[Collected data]
=== Section Start ===

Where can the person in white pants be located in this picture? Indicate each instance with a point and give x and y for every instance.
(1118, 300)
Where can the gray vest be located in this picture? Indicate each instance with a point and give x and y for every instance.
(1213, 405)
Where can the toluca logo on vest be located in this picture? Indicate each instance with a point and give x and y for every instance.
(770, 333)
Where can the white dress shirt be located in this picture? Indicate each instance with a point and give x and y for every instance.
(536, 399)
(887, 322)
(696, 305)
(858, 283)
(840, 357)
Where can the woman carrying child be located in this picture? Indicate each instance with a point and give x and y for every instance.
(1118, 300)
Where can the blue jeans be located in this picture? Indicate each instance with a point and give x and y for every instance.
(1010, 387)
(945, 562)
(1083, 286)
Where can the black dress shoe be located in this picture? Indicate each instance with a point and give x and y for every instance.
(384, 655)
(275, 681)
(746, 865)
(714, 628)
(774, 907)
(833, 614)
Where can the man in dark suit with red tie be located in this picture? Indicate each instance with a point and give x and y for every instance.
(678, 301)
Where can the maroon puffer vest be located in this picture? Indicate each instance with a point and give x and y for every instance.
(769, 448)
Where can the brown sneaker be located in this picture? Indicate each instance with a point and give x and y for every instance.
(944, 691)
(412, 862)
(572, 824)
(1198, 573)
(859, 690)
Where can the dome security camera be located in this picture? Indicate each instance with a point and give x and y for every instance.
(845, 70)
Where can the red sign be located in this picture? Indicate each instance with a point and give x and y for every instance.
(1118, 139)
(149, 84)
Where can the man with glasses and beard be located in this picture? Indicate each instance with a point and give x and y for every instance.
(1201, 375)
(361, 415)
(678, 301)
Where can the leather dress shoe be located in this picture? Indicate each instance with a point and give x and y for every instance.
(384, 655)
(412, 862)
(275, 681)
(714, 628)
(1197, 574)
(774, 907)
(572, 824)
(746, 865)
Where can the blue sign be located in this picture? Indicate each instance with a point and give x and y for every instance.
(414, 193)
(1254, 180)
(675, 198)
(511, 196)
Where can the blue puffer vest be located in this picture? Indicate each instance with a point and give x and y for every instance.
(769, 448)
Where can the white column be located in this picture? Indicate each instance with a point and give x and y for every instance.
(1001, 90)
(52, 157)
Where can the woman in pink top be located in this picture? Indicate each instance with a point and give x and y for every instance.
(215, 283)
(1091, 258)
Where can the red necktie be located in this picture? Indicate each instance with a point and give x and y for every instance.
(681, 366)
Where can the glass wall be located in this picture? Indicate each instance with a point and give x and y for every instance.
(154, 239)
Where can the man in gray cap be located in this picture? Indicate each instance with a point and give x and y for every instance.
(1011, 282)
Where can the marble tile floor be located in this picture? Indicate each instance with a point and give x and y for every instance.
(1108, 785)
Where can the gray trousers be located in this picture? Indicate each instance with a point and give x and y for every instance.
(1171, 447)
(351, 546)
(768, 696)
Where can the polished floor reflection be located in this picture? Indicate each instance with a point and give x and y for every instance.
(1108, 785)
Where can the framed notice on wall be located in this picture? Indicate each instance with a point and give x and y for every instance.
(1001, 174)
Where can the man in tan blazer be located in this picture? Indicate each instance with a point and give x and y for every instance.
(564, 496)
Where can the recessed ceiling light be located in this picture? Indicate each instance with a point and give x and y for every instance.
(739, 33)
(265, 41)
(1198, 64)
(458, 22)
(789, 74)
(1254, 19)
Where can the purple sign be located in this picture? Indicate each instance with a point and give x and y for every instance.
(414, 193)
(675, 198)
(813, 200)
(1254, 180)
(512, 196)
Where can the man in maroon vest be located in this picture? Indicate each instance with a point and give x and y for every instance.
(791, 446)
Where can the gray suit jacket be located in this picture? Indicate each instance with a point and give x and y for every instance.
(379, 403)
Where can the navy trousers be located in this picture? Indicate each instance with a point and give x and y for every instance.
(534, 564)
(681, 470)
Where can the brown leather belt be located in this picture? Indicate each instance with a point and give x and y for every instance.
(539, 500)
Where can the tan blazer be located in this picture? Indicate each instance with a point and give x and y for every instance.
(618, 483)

=== Section End ===

**Instructions to follow:**
Extract each record, keeping it identical to the original.

**Answer box:**
Where can the person in white pants be located in this picture? Indicate each instance with a point and give x and y for every instance.
(1118, 300)
Where can the gray vest be located in this picture? Indicate each instance with a point and give x and y for every instance.
(1213, 405)
Where can the toluca logo on vest be located in this picture? Indicate each instance with a point and give x and y for every instance.
(770, 333)
Where can the white dress shirt be located in this picture? Indicate each instance with a point and give x and y for every instance.
(536, 399)
(887, 322)
(696, 305)
(858, 283)
(840, 357)
Where can the woman carrying child be located in this picture? Indicate each instance with a point and give x and y for every instance.
(1118, 300)
Where can the blue jeans be located in this picture? Indicate each instance with a point and give x and y for every instance.
(1010, 387)
(945, 562)
(1083, 286)
Where can the black dress shoe be located in this picture? Indicate each instance with a point and give x and y for every instance.
(384, 655)
(275, 681)
(746, 865)
(714, 628)
(774, 907)
(833, 614)
Where can the man in dark suit with red tie be located in this picture? Indicate each instance with a point and give x and y for every instance.
(678, 301)
Where can the maroon puffer vest be located in this picture? Indicate each instance with a point and give x and y for every instance.
(769, 448)
Where can the brown sneaker be located in this picture? Indicate each instance with a point and give x and y for every instance.
(944, 691)
(412, 862)
(572, 824)
(1198, 573)
(859, 690)
Where can the dome security camera be located in this picture? Indicate each instance with a point and give x and y for every instance.
(845, 70)
Where can the red sign be located in this picture? Indicate each instance with a point and give x and y for every instance.
(1118, 139)
(149, 84)
Where can the man with glasses and beard be located in this picture? Indicate each instance with a point and give x and y for every instance.
(1201, 375)
(361, 415)
(678, 301)
Where can the leather dress shoe be located in this picture? Indicate each instance with a point and give x and y for every instance.
(384, 655)
(412, 862)
(275, 681)
(714, 628)
(1197, 574)
(774, 907)
(572, 824)
(746, 865)
Where can the blue sign be located in this picture? Indicate each instance with a point and give x and y for every instance.
(414, 193)
(1254, 180)
(675, 198)
(511, 196)
Where can the blue puffer vest be located in this picture? Indicate each instance with a point and give x and y for every instance.
(769, 448)
Where can the white column be located in this picture? Indicate each instance with a point and give x and y for every instance.
(1001, 90)
(52, 157)
Where can the woman in pink top be located in this picture? Indicate each instance with a point and give x and y for every instance.
(215, 283)
(1091, 258)
Where can the red necktie be located in this picture? Indicate each instance with a point and give x and y for every instance.
(681, 366)
Where can the glass wall be located in this picture? Indicate each instance with a point and give x and y for every instance.
(154, 239)
Where can the man in gray cap be located in this picture? Indicate each instance with a point and give x and y for every instance.
(1011, 282)
Where can the marble tile floor be located in this picture? Indicate each instance with a point and give x and y for every instance.
(1108, 785)
Where can the gray trousers be located in this picture? Indicate each instance with a point and give x and y for every instance.
(1171, 447)
(351, 546)
(768, 696)
Where can the polished floor reflection be located in this picture? Indicate each instance with a point and give x and y for every instance.
(1108, 785)
Where can the framed notice on wall be located in this picture? Indicate each instance with a point and give x and y for every instance.
(1001, 174)
Where can the man in tan blazer be located in this picture? Indicate each instance with a point and give x and y for every instance.
(564, 496)
Where can the recessed ceiling light be located in this picture? Indicate each instance with a point and give x and y for every instance.
(739, 33)
(265, 41)
(1198, 64)
(458, 22)
(789, 74)
(1254, 19)
Where can the purple sign be located in this picture? Indicate each instance with a point and give x and y for every instance.
(414, 193)
(675, 198)
(813, 200)
(1254, 180)
(512, 196)
Where can the man in maroon vest be located in this picture? Indicate each instance with a point and give x and y for every instance.
(791, 446)
Where can the gray suit jacket be located in this picture? Indicate each instance with a point and give x and y for every instance.
(379, 403)
Where can the navy trousers be located in this picture? Indicate each instance with a point and give x and y for every instance.
(534, 564)
(681, 470)
Where can the brown leather belt be located in this picture? Indicate each instance with a point and give x and y for every instance.
(539, 500)
Where can the tan blazer be located in this picture? Indicate each instance with a point and give x and y for every instance.
(618, 483)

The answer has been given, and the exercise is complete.